WORK REQUEST 1 → According to the article on research in medical student education, why does Friedlander have an informed perspective? Answer in one to three sentences.
WORK REQUEST 2 → Print the portion of the article on research in medical student education between "He also served" and "Dean Lee Learman.", inclusive.

Making research accessible: The role of active participation in scientific inquiry in medical student education
Michael Friedlander, Fralin Biomedical Research Institute executive director and senior dean for research at the Virginia Tech Carilion School of Medicine, shares Virginia Tech’s integrated research model as a part of a panel on medical education.
Michael Friedlander, founding director of the Fralin Biomedical Research Institute at VTC, will stress the importance of doing research as part of medical training April 3 at an Association of American Medical Colleges conference in Arlington.
Friedlander works closely with Leslie LaConte, associate dean for research at VTC School of Medicine, who leads the research curriculum and works closely with all of the medical students on their research projects.
Friedlander will share perspectives from the experience of building of a culture at the Virginia Tech Carilion School of Medicine (VTCSOM), partly based on students actively participating in research that provides them additional opportunities to advance health and well-being for all, including people who may benefit from their findings in the future.
“Through this process, medical students are imbued with a deep appreciation of both the power and the limitations of data and how they are obtained, interpreted and applied,” Friedlander said.
“This provides them with exciting opportunities and a broadened perspective through their deep engagement with all aspects of the research enterprise, from identifying the knowledge gap and need to conceptualizing the question and approach to implementation of the methodology and interpretation and application of the findings,” Friedlander said. “Moreover, the students have the opportunity to amplify the impact of their work through presenting their findings at conferences, publishing it in peer-reviewed journals, and even commercializing it to bring their discoveries to patients.”
Friedlander has informed perspective, not only as Virginia Tech’s vice president for health sciences and technology, but as the senior dean for research at the Virginia Tech Carilion School of Medicine.
He also served on the Scientific Foundations for Future Physicians committee, a partnership between the Association of American Medical Colleges (AAMC) and the Howard Hughes Medical Institute, that identified the need for U.S. medical education to increase its emphasis on the emerging science of medicine and the role of the discovery process — principles that have been embraced and incorporated in the Virginia Tech Carilion School of Medicine since its inception under the leadership of previous Dean Cynda Johnson and current Dean Lee Learman.
The research institute and Virginia Tech Carilion School of Medicine were founded as part of a unique public-private partnership between Virginia Tech and Carilion Clinic and are in connecting, adjacent buildings on the Health Sciences and Technology campus in Roanoke.

(Dataset excerpts)
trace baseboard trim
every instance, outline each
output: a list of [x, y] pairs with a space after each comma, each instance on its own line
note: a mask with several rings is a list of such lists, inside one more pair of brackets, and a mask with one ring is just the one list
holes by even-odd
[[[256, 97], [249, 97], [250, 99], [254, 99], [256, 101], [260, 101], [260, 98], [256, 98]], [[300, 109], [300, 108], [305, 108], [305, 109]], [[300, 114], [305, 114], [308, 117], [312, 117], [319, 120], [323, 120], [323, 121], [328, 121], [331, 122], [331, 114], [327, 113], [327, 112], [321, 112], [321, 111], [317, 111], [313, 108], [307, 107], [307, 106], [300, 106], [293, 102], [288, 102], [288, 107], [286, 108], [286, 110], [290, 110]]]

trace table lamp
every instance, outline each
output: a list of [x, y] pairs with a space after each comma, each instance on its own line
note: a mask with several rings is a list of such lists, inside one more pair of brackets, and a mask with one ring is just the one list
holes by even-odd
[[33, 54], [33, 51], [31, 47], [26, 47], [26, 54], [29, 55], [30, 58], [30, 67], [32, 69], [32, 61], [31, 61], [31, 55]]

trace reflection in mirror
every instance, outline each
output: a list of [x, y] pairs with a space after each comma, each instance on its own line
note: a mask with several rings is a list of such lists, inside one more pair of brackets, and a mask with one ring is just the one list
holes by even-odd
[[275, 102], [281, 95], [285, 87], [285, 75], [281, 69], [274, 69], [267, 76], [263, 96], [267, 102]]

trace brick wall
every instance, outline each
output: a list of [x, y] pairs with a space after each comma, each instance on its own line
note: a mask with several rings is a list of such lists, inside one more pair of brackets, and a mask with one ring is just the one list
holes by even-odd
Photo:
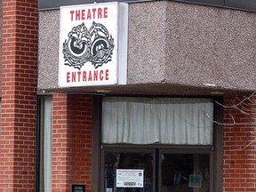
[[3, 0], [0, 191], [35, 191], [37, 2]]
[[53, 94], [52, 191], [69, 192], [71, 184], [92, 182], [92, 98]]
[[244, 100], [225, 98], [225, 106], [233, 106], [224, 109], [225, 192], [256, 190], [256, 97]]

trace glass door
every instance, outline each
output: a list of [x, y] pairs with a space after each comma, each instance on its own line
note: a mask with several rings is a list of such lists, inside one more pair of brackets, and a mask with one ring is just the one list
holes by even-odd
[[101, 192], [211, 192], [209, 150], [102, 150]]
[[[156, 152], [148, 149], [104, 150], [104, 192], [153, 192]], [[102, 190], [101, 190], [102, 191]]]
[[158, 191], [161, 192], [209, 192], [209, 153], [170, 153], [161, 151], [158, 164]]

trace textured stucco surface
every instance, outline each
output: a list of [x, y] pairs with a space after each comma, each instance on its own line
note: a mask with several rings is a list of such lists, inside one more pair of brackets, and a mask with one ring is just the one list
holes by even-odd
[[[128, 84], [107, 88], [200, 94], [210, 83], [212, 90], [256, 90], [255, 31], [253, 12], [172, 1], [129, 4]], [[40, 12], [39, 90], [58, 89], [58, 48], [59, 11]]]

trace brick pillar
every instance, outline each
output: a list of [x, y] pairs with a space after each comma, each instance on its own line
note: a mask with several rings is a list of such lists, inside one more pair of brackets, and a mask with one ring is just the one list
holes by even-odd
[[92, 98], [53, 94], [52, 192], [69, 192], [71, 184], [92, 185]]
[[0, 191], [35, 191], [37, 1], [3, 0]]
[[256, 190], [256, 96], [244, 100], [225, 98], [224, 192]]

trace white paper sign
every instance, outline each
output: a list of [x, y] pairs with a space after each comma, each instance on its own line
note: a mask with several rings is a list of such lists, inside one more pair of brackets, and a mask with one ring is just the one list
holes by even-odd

PROBLEM SOLUTION 1 → Friedlander has an informed perspective because he is Virginia Tech's vice president for health sciences and technology and also the senior dean for research at the Virginia Tech Carilion School of Medicine.

PROBLEM SOLUTION 2 →
He also served on the Scientific Foundations for Future Physicians committee, a partnership between the Association of American Medical Colleges (AAMC) and the Howard Hughes Medical Institute, that identified the need for U.S. medical education to increase its emphasis on the emerging science of medicine and the role of the discovery process — principles that have been embraced and incorporated in the Virginia Tech Carilion School of Medicine since its inception under the leadership of previous Dean Cynda Johnson and current Dean Lee Learman.